Wry & Dry

My quarantine is better than yours. Did a princess die? Fewer to celebrate Chinese NY.

My quarantine is better than yours

Chairman Dan had an Eddie McGuire moment on Tuesday.  He said that Victoria's hotel Covid quarantine arrangement was better than NSW's. 

Err, breaking news.  The entire state of the People's Republic of China, Victoria Province will go into a five-day lockdown from midnight, tonight.  The Holiday Inn quarantine Covid cluster has become a cluster [insert your noun here].  

Cartoon room service

Did a princess die?

Wry & Dry's eyesight is fading.  Did the size of the font tell a story?  But whilst the words were blurred, the size of the font on the newspaper billboard suggested that a princess had died.  Which one?  Perhaps former Double Bay real estate agent Princess Mary, now living in the home of Lego.  Or maybe Princess Princess, formerly daytime television briefcase girl (Deal or No Deal), now seeking a quiet and private life leading Netflix documentaries.

Upon closer inspection and with spectacles in place, Wry & Dry read that the big font news was, in fact, that Edward McGuire, daytime television quiz show host and President of the Collingwood Football Club had given himself the DCM from the latter.  The story led the media for two days, overshadowing all else.

Edward's sin?  Brand control rather than apologising for exaggerated sins. There were tears and gnashing of false teeth and gums.

WryDry 1044

Wry & Dry was not moved.  Edward is an emotional man, but also one who recognises the importance of publicity.  What greater martyrdom than to lay down his reputation for his Club? [1]

Edward will rise again, like a phoenix from the ashes.  so to speak.

[1] Greater love has no one than this, than to lay down one’s life for his friends. John 15:13

Fewer to celebrate Chinese New Year

What's going on? China had nearly one-third fewer registered births in 2020 than in 2019: 10 million, down from 14.7 million.  This is the fourth consecutive year of declining births and the lowest since the early 1960s, when China was in the midst of a famine. 

Readers will know that this will turn into a demographic disaster for a country with net emigration. Every year since the 1949 revolution, China has had net emigration, with the trend increasing to now about 0.025% p.a.

But more importantly, going back to 4 million fewer babies, there will be 4 million less adults to stand in Tiananmen Square in 2042 to cheer Emperor Xi Jinping's auspicious 88th birthday.   

Sudden Intelligence Loss

Wry & Dry has identified a new viral strain: Sudden Intelligence Loss.  SIL is where seemingly normal people of seemingly normal intelligence suddenly lose their bottle.  And it's highly contagious.

> **Task objective**
Condense the paragraph of the column above that begins "What's going on? China had" into a short list that keeps its main facts.

> **Region pointing data**
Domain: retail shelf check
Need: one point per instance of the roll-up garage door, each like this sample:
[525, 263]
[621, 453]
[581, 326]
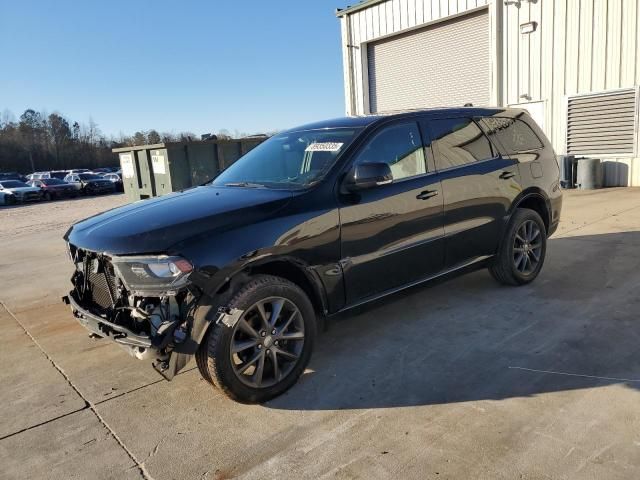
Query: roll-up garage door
[446, 64]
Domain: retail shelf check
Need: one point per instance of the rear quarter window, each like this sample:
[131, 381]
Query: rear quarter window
[510, 135]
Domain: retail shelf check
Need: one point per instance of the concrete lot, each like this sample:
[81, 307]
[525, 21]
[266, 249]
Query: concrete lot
[465, 379]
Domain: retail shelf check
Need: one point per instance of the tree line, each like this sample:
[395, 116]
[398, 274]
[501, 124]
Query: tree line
[40, 141]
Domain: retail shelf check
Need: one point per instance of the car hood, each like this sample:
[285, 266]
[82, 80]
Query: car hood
[153, 226]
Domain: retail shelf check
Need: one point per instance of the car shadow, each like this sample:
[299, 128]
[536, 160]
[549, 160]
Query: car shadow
[471, 339]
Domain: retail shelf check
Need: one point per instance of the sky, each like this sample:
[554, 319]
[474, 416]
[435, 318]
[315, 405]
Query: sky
[200, 66]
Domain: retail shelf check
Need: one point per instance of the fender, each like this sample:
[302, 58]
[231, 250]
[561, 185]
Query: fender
[210, 303]
[528, 193]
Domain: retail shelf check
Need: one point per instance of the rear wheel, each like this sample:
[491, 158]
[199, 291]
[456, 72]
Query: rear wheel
[265, 344]
[522, 250]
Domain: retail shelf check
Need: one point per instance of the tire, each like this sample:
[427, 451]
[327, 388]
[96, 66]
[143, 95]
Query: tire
[238, 374]
[522, 250]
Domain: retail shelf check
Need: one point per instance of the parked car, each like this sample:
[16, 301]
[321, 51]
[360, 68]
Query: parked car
[116, 180]
[89, 184]
[39, 175]
[12, 176]
[54, 188]
[313, 222]
[59, 174]
[7, 198]
[21, 191]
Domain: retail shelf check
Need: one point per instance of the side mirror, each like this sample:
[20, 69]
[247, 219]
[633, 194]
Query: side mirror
[368, 175]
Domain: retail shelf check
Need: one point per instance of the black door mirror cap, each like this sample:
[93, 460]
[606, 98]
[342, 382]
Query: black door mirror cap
[363, 176]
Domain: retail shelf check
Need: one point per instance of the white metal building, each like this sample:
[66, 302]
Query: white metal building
[574, 64]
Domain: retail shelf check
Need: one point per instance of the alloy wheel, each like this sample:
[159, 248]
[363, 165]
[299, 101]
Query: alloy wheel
[267, 342]
[527, 247]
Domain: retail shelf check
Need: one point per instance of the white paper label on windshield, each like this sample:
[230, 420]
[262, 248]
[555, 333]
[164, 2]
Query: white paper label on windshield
[127, 165]
[324, 147]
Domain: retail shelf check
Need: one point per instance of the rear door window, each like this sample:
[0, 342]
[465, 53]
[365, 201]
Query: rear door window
[457, 142]
[510, 135]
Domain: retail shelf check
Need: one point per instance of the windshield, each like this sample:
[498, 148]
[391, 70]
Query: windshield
[89, 176]
[288, 160]
[13, 184]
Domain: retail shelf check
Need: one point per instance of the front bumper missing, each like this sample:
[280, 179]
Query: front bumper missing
[139, 346]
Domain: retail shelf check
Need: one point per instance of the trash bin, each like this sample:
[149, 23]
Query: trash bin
[590, 173]
[567, 164]
[152, 170]
[136, 168]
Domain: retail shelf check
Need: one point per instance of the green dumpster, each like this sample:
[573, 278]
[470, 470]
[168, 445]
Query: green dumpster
[153, 170]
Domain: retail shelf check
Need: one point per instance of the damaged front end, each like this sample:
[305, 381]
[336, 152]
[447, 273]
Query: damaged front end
[144, 303]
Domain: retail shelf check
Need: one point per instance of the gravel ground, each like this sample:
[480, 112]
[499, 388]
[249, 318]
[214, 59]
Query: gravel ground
[42, 216]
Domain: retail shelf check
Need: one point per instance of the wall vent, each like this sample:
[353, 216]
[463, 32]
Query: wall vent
[602, 124]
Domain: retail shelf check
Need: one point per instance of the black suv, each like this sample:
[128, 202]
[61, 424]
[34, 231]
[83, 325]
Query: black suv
[314, 221]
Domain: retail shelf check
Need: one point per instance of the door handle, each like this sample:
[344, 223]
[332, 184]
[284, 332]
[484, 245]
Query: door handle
[507, 175]
[426, 194]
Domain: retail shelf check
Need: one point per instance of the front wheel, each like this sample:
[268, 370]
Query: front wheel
[522, 250]
[264, 344]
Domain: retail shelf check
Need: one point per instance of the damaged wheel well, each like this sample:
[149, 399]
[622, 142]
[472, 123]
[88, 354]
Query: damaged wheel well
[295, 274]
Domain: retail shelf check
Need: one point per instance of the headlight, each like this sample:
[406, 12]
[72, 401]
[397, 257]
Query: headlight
[161, 274]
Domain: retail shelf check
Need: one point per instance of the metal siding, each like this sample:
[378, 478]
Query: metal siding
[417, 69]
[614, 30]
[580, 46]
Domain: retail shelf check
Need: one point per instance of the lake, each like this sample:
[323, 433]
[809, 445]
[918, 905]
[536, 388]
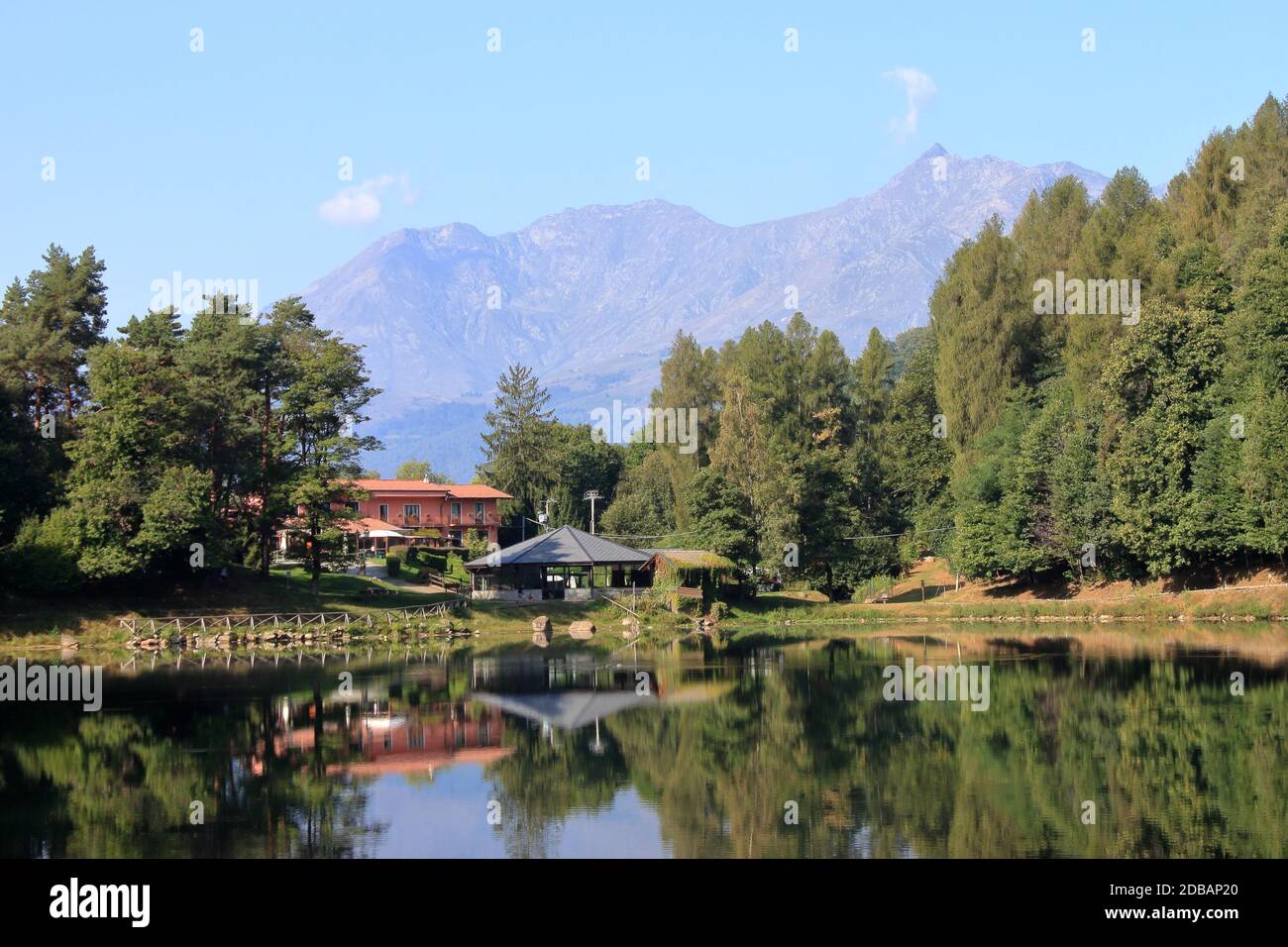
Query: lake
[1103, 742]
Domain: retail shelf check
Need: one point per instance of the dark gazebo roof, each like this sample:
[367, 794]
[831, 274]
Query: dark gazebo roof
[563, 547]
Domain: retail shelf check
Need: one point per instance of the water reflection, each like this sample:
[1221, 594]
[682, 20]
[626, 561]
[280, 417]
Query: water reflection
[682, 753]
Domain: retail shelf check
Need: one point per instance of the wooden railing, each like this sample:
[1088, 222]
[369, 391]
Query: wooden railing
[287, 620]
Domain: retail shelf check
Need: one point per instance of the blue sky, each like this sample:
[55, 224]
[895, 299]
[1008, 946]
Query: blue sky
[224, 163]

> **Written response**
- China registered nearly one-third fewer births in 2020 than in 2019.
- Births fell to 10 million, down from 14.7 million.
- This was the fourth consecutive year of declining births.
- The total was the lowest since the early 1960s, when China was in the midst of a famine.